Work instruction
Would you please return all of the entries below exactly as shown?

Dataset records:
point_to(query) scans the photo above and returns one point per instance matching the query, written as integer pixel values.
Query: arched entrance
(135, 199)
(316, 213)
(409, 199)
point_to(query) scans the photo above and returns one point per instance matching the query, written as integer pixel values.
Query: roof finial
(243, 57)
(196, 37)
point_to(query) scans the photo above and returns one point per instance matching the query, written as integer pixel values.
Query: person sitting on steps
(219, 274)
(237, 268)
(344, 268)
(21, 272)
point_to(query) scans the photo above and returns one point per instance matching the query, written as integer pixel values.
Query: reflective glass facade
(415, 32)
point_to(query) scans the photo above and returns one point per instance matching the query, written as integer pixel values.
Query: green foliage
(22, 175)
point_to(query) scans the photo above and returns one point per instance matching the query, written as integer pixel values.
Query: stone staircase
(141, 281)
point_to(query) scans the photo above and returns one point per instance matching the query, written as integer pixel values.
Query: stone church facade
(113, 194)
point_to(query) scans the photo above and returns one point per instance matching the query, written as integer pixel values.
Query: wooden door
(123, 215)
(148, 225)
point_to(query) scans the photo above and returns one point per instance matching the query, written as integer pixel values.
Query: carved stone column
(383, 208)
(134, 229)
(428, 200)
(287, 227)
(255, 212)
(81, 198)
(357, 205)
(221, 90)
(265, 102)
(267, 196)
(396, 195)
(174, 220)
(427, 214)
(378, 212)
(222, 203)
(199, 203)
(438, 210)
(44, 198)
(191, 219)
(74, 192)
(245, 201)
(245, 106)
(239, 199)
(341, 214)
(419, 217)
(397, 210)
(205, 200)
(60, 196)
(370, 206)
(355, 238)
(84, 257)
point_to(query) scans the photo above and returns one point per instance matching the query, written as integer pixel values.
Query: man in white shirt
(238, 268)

Response below
point_to(query) scans the photo above and returns one point per instance matching the query, written as integer pixel values.
Query: arched entrance
(135, 199)
(316, 213)
(409, 199)
point_to(query) scans the photo above and returns one point per instance matching the query, written as integer pixel values.
Query: roof finial
(243, 57)
(196, 37)
point_to(query) scans the photo above and returns one point per instance matching the query, written as integer pixel values.
Query: person sitting on steps
(219, 274)
(237, 268)
(344, 268)
(21, 272)
point_to(query) scans the photo above and returns one point per instance matching the query, written as integer pixel values.
Query: reflective glass facade
(415, 32)
point_to(query) scans the photo above and returns one point per instance matching the query, written as integer pixel values.
Query: green foliage
(22, 175)
point_to(query) scans the photo above and returns one point per instance matching the query, written as integer pixel values.
Query: stone staircase
(141, 281)
point_to(query) scans the photo above and returns one point per instance matching the query, written as integer pixel values.
Query: stone church facade
(113, 194)
point_to(query) scans the photo above and returns one point per instance matching the query, written as integer pixel values.
Query: wooden door
(123, 215)
(148, 225)
point_to(query) scans the photo above and returns one point per instance matching the query, written as integer pixel values.
Query: carved stone column
(383, 208)
(134, 229)
(428, 200)
(287, 227)
(255, 212)
(81, 198)
(357, 205)
(221, 90)
(265, 102)
(267, 196)
(396, 195)
(174, 220)
(427, 214)
(378, 212)
(222, 203)
(199, 203)
(438, 210)
(44, 198)
(191, 219)
(74, 192)
(245, 201)
(245, 106)
(239, 199)
(341, 214)
(419, 217)
(397, 210)
(205, 200)
(60, 196)
(370, 206)
(355, 238)
(84, 257)
point_to(query) scans the photo above and returns one point per instance matching the query, written as integer pixel values.
Query: man in white shirt
(238, 268)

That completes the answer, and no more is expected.